Skip every image and restate the data word for word.

— BEGIN EXTRACTED RECORDS —

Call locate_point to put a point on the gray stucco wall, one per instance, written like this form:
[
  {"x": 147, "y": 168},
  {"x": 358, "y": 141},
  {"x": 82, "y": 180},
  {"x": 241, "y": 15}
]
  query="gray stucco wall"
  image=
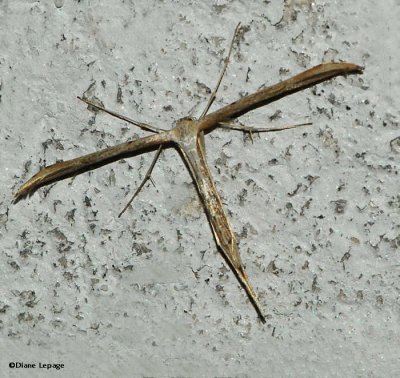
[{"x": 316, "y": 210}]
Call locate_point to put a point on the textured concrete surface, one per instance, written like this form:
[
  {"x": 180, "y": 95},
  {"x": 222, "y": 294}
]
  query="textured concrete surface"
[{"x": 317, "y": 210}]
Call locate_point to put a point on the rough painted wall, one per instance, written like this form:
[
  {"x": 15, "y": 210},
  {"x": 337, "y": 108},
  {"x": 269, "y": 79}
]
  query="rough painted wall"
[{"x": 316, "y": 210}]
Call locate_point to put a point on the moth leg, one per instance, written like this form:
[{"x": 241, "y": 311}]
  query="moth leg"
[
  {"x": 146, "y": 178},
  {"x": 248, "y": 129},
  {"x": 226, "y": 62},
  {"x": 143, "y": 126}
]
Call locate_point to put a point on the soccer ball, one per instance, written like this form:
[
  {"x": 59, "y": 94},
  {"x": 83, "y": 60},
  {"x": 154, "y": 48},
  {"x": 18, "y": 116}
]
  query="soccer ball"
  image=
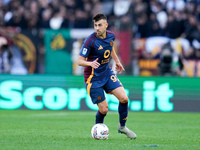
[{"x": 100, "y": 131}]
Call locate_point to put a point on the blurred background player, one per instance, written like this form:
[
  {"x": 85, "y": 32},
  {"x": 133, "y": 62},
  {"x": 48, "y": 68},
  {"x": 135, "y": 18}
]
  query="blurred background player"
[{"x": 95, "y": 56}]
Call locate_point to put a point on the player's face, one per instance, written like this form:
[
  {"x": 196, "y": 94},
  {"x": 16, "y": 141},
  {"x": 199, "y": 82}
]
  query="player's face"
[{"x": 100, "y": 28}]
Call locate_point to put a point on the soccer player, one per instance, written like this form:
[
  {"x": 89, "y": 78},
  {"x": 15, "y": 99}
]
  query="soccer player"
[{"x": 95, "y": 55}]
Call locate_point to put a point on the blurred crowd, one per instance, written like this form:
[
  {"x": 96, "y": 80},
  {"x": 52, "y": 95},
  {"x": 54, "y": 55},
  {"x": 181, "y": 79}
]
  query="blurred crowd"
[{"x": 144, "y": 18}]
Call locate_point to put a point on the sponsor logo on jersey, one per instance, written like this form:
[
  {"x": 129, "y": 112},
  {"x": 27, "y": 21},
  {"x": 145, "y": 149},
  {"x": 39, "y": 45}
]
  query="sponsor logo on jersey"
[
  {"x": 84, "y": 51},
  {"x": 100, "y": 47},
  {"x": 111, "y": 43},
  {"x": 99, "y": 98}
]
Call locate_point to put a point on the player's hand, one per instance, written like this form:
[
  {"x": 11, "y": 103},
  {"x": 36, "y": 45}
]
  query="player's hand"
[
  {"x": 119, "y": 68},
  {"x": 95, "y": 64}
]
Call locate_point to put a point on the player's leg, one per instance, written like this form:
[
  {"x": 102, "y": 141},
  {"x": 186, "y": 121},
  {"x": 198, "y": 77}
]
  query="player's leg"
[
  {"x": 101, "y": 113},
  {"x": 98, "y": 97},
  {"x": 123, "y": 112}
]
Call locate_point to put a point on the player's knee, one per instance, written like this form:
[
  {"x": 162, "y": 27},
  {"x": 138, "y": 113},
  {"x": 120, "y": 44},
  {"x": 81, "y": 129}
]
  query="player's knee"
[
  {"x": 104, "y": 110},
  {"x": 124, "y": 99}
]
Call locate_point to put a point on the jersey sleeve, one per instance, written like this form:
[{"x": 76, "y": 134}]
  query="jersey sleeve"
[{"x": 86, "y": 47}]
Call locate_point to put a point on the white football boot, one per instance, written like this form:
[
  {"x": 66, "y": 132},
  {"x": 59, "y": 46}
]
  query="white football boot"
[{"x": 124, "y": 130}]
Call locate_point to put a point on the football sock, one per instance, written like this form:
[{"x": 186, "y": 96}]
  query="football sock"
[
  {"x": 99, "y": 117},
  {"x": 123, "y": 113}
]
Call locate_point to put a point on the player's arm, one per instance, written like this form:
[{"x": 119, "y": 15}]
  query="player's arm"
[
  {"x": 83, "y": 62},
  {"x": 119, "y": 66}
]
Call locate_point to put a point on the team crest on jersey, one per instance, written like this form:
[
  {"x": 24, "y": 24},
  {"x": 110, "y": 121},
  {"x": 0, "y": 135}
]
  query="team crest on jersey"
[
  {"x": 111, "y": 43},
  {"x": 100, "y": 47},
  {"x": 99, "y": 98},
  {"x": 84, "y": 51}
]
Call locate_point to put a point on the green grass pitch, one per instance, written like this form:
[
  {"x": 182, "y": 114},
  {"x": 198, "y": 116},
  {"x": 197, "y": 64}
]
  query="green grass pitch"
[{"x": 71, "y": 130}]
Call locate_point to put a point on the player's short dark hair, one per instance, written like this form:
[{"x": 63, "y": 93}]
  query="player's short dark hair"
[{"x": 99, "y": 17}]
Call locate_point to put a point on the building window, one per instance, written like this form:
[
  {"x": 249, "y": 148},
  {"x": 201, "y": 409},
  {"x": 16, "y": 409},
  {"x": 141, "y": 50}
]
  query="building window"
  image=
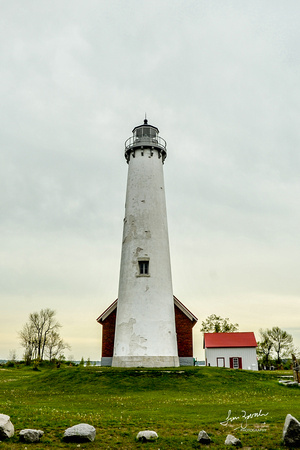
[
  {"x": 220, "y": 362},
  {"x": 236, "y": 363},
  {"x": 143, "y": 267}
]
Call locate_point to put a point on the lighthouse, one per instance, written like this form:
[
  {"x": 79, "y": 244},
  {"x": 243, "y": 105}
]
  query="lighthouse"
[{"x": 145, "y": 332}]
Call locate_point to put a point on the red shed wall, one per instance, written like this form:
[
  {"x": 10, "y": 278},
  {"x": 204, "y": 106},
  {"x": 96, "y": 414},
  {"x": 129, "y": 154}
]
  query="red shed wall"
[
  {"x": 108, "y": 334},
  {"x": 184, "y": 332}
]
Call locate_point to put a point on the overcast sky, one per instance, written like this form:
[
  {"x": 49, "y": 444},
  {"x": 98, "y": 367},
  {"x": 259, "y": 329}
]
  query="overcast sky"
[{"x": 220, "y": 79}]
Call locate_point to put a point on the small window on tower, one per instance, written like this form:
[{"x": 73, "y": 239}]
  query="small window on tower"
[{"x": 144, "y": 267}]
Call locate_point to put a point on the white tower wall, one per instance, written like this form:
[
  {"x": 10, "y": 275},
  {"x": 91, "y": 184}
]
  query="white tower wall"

— END EXTRACTED RECORDS —

- _TASK ANSWER_
Call locate_point to put a point on the gray stucco wall, one per instance, written like this form:
[
  {"x": 147, "y": 168},
  {"x": 358, "y": 141},
  {"x": 82, "y": 180},
  {"x": 241, "y": 15}
]
  query="gray stucco wall"
  image=
[{"x": 316, "y": 210}]
Call locate_point to put a point on the textured concrete surface, one per instance, written like this form:
[
  {"x": 180, "y": 95},
  {"x": 222, "y": 294}
]
  query="textured concrete surface"
[{"x": 317, "y": 210}]
Call locate_point to put a point on the rough painted wall, one per instance, written like this form:
[
  {"x": 15, "y": 210},
  {"x": 337, "y": 108},
  {"x": 269, "y": 79}
]
  query="rough painted wall"
[{"x": 316, "y": 210}]
Call locate_point to put a point on the moth leg, one per instance, written like this form:
[{"x": 241, "y": 311}]
  query="moth leg"
[
  {"x": 146, "y": 178},
  {"x": 248, "y": 129},
  {"x": 226, "y": 62},
  {"x": 143, "y": 126}
]
Call locate_point to put a point on the soccer ball, one per instance, written like this form:
[
  {"x": 59, "y": 94},
  {"x": 83, "y": 60},
  {"x": 154, "y": 48},
  {"x": 18, "y": 116}
]
  query="soccer ball"
  image=
[{"x": 100, "y": 131}]
Call locate_point to put a point on the blurred background player, one per instance, written like this form:
[
  {"x": 85, "y": 32},
  {"x": 133, "y": 62},
  {"x": 48, "y": 68},
  {"x": 135, "y": 18}
]
  query="blurred background player"
[{"x": 95, "y": 56}]
Call locate_point to put a point on the player's face, one per instance, written like this form:
[
  {"x": 196, "y": 94},
  {"x": 16, "y": 141},
  {"x": 199, "y": 82}
]
  query="player's face"
[{"x": 100, "y": 28}]
Call locate_point to put a point on the soccer player, one per instance, written like this form:
[
  {"x": 89, "y": 78},
  {"x": 15, "y": 99}
]
  query="soccer player"
[{"x": 95, "y": 55}]
Call locate_point to put a point on the blurred crowd, one per instance, written like this form:
[
  {"x": 96, "y": 80},
  {"x": 52, "y": 95},
  {"x": 54, "y": 55},
  {"x": 181, "y": 79}
]
  query="blurred crowd"
[{"x": 144, "y": 18}]
Call locate_point to put a point on the sponsor logo on jersey, one per instance, written like this form:
[
  {"x": 129, "y": 112},
  {"x": 27, "y": 21},
  {"x": 145, "y": 149},
  {"x": 39, "y": 45}
]
  query="sponsor logo on jersey"
[
  {"x": 84, "y": 51},
  {"x": 100, "y": 47},
  {"x": 111, "y": 43},
  {"x": 99, "y": 98}
]
Call locate_point to put a point on the player's hand, one per instance, written like this form:
[
  {"x": 11, "y": 103},
  {"x": 36, "y": 45}
]
  query="player's hand"
[
  {"x": 119, "y": 68},
  {"x": 95, "y": 64}
]
Call locate_point to put a point on the player's leg, one per instance, written like this form:
[
  {"x": 102, "y": 141},
  {"x": 186, "y": 121},
  {"x": 198, "y": 77}
]
  query="player's leg"
[
  {"x": 101, "y": 113},
  {"x": 98, "y": 97},
  {"x": 123, "y": 112}
]
Call locate_point to put a point on the player's knee, one per instance, written like this form:
[
  {"x": 162, "y": 27},
  {"x": 138, "y": 113},
  {"x": 120, "y": 44},
  {"x": 81, "y": 129}
]
  query="player's knee"
[
  {"x": 104, "y": 110},
  {"x": 124, "y": 99}
]
Call locate_point to put a point on the jersey sleeve, one per instance, written like this form:
[{"x": 76, "y": 134}]
  query="jersey sleeve"
[{"x": 86, "y": 47}]
Call locate_point to put a point on the white football boot, one per instance, written like this form:
[
  {"x": 66, "y": 132},
  {"x": 59, "y": 46}
]
  query="white football boot"
[{"x": 124, "y": 130}]
Call locate_point to put a point on the football sock, one per instance, written like this form:
[{"x": 186, "y": 96}]
  query="football sock"
[
  {"x": 99, "y": 117},
  {"x": 123, "y": 113}
]
Call locate_point to put a point on the player's arm, one per instance, written like this form:
[{"x": 119, "y": 15}]
  query="player's arm"
[
  {"x": 83, "y": 62},
  {"x": 119, "y": 66}
]
Call locate_point to put a point on the team crest on jersey, one per instance, written like this form:
[
  {"x": 24, "y": 24},
  {"x": 110, "y": 121},
  {"x": 0, "y": 135}
]
  query="team crest on jersey"
[
  {"x": 111, "y": 43},
  {"x": 100, "y": 47},
  {"x": 99, "y": 98},
  {"x": 84, "y": 51}
]
Call locate_point to put a point on the green grass pitch, one per instance, written like this form:
[
  {"x": 182, "y": 114},
  {"x": 198, "y": 116},
  {"x": 197, "y": 64}
]
  query="green grass pitch"
[{"x": 71, "y": 130}]
Call locate_point to put a point on the player's short dark hair, one per instance, written like this form:
[{"x": 63, "y": 93}]
  query="player's short dark hair"
[{"x": 99, "y": 17}]
Call locate_point to put a point on the building window, one per instance, written like this form:
[
  {"x": 249, "y": 148},
  {"x": 201, "y": 409},
  {"x": 16, "y": 409},
  {"x": 141, "y": 50}
]
  query="building window"
  image=
[
  {"x": 220, "y": 362},
  {"x": 236, "y": 363},
  {"x": 143, "y": 267}
]
Call locate_point to put a point on the lighthouse, one per instance, written like this form:
[
  {"x": 79, "y": 244},
  {"x": 243, "y": 105}
]
  query="lighthouse"
[{"x": 145, "y": 332}]
Call locate_point to put a point on the red shed wall, one per instance, written like this form:
[
  {"x": 10, "y": 278},
  {"x": 204, "y": 106},
  {"x": 96, "y": 414},
  {"x": 129, "y": 154}
]
  query="red shed wall"
[
  {"x": 108, "y": 334},
  {"x": 184, "y": 332}
]
Call locate_point to put a point on the overcast sky, one per instance, written like this form:
[
  {"x": 49, "y": 444},
  {"x": 98, "y": 367},
  {"x": 259, "y": 329}
]
  query="overcast sky"
[{"x": 220, "y": 79}]
Call locate_point to put a point on the small window on tower, one per instance, written like this form:
[{"x": 73, "y": 239}]
  query="small window on tower"
[{"x": 144, "y": 267}]
Call locate_point to put a point on the white tower wall, one per instance, written like this form:
[
  {"x": 10, "y": 275},
  {"x": 91, "y": 184}
]
  query="white tower wall"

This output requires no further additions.